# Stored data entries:
Segment Open
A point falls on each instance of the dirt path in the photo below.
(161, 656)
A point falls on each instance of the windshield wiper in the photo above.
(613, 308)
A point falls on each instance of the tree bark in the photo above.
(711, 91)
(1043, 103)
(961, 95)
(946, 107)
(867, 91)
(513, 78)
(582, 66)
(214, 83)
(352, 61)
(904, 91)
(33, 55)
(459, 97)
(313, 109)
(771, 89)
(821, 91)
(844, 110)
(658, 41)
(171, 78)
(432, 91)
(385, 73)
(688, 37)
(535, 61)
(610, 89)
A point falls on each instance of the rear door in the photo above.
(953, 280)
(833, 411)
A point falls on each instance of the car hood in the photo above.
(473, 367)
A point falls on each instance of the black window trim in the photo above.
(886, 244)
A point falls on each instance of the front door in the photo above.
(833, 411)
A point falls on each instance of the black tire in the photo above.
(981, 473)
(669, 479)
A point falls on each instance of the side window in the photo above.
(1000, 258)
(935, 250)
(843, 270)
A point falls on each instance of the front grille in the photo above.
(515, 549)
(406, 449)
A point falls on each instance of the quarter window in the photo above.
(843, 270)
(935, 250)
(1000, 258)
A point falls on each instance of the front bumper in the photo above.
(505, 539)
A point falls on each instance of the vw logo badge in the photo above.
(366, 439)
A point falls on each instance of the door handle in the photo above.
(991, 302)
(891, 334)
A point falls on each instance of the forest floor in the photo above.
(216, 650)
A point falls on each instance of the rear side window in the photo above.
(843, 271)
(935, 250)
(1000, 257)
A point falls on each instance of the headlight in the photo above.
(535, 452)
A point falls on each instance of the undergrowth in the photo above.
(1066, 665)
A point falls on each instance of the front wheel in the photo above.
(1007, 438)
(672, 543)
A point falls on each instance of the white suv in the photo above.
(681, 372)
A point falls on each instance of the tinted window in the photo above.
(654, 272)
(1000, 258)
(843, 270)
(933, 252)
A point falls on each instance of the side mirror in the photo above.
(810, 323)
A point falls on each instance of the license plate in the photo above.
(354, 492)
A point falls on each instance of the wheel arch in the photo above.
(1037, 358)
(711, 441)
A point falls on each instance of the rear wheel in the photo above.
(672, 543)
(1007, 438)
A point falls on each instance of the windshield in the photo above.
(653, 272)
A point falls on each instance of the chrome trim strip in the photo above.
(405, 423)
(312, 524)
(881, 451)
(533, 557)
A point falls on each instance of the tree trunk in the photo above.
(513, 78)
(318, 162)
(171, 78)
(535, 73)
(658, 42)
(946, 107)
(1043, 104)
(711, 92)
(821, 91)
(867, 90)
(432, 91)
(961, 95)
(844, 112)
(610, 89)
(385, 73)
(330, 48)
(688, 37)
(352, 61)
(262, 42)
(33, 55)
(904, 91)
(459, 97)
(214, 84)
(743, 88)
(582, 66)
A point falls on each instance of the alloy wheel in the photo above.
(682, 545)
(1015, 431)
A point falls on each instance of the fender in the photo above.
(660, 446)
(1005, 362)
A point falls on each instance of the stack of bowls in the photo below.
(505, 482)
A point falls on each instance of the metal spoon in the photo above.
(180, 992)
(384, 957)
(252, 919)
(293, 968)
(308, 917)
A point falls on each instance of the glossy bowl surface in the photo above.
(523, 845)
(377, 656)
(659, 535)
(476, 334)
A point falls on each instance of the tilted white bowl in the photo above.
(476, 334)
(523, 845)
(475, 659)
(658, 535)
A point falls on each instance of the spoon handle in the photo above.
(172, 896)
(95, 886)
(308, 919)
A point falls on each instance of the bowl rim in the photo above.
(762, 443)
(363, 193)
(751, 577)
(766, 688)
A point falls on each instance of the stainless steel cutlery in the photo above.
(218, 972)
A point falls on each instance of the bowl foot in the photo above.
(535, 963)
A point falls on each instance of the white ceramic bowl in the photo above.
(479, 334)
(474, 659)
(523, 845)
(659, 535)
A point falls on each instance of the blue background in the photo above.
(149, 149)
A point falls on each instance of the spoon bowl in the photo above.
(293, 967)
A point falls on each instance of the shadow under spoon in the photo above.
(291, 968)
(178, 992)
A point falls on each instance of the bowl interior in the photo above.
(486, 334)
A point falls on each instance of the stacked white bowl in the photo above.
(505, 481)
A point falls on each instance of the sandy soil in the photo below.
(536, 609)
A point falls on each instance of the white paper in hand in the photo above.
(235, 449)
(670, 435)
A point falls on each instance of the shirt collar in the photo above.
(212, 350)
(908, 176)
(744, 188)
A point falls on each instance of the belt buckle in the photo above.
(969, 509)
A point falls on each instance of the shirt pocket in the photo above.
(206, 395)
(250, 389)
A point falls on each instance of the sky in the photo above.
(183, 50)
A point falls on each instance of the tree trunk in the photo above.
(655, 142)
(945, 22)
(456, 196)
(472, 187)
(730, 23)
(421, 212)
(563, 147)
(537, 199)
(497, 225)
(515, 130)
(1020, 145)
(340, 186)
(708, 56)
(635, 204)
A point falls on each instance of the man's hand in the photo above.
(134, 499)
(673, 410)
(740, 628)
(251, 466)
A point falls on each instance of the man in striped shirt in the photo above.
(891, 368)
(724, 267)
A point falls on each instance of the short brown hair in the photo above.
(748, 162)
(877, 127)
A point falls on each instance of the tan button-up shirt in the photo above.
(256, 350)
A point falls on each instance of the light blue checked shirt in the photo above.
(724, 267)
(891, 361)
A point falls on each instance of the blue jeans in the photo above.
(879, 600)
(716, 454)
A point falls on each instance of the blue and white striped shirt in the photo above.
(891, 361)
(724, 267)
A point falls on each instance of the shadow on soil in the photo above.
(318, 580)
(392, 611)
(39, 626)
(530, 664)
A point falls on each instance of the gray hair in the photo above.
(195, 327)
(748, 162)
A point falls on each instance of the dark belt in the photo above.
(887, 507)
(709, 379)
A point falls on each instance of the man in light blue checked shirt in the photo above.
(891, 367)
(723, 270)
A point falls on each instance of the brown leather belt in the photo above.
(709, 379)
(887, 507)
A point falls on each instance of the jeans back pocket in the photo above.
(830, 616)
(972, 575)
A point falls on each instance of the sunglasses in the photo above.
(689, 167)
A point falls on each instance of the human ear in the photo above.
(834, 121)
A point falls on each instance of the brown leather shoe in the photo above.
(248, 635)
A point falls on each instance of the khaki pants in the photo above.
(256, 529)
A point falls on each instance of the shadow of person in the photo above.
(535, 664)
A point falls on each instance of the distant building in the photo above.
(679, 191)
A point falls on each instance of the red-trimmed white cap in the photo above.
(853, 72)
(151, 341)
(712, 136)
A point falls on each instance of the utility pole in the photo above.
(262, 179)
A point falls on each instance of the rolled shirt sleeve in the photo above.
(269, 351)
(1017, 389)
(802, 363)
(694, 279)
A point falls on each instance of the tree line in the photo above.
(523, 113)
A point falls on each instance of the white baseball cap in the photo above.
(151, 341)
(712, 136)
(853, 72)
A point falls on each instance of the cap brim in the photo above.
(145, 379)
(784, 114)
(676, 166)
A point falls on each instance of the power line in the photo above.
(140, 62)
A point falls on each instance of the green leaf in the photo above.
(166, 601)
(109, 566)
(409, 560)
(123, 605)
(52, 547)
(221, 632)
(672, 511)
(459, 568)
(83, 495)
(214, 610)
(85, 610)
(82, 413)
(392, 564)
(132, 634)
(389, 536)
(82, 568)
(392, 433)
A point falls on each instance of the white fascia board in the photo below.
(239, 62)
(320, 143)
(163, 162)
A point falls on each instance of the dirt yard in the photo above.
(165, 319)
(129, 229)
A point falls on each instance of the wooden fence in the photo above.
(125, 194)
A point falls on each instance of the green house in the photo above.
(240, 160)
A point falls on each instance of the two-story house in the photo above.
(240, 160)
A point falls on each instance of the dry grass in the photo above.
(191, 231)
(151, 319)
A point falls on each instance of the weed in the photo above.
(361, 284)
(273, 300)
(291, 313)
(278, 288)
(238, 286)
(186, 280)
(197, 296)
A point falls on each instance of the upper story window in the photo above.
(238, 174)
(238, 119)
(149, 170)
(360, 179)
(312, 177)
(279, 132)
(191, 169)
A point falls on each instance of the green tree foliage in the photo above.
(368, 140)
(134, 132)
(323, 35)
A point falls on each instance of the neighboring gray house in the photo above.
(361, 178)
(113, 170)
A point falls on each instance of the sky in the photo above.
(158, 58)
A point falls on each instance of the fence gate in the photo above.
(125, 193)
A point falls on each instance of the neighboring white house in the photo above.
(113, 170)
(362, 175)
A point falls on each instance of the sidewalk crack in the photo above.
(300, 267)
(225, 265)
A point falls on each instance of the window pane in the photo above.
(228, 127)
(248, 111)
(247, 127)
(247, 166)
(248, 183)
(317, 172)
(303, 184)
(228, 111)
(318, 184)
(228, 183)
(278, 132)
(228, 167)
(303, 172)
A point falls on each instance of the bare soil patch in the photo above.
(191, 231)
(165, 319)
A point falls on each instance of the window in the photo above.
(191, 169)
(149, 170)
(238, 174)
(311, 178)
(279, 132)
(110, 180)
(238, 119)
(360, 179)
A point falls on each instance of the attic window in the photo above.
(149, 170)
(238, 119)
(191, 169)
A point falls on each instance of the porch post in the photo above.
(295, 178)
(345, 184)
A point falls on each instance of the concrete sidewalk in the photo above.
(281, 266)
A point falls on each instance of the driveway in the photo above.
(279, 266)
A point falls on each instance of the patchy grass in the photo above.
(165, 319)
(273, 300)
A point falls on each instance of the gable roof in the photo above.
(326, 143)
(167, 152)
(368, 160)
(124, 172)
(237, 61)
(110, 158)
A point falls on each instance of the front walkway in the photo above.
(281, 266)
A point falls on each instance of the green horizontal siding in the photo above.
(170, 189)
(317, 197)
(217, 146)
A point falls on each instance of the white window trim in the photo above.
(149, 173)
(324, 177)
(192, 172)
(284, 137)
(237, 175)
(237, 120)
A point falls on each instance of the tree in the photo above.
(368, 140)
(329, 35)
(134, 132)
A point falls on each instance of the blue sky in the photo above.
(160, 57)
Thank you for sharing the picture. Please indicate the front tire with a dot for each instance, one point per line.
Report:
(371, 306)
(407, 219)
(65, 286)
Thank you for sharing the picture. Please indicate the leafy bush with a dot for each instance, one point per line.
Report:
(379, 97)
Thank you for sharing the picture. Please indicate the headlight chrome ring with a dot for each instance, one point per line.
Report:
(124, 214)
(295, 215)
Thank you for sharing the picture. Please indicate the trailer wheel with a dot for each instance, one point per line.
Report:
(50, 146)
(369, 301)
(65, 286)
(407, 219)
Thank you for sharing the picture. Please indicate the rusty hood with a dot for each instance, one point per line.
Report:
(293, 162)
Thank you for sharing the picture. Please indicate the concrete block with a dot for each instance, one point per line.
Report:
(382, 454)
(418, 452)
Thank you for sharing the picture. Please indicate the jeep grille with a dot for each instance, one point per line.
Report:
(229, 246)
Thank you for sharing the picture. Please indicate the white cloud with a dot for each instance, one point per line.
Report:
Segment Closed
# EXERCISE PROMPT:
Restate the line containing "Thank you for sharing the picture. Please indicate the headlight" and every remaining line of the records word for word. Add nothing.

# SOLUTION BELOW:
Thank you for sharing the picture. Please indicate the headlight chrome ring with a dot for each instance, one point per line.
Report:
(124, 214)
(295, 215)
Thank you for sharing the picture. Please indicate the trailer wheel with a dot for each instance, one point per line.
Report:
(50, 146)
(369, 301)
(65, 286)
(407, 219)
Thank you for sharing the picture. Please indicate the rusty hood with a dot for each instance, one point per line.
Report:
(293, 162)
Thank you for sharing the picture. Please indicate the concrete block with a dot for each instance, one point per line.
Report:
(382, 454)
(418, 452)
Thank you for sharing the picture. Please indicate the jeep grille with a dot for each instance, one point per line.
Report:
(229, 246)
Thank you for sharing the picture. Please indicate the white cloud with a dot for each instance, one point per line.
Report:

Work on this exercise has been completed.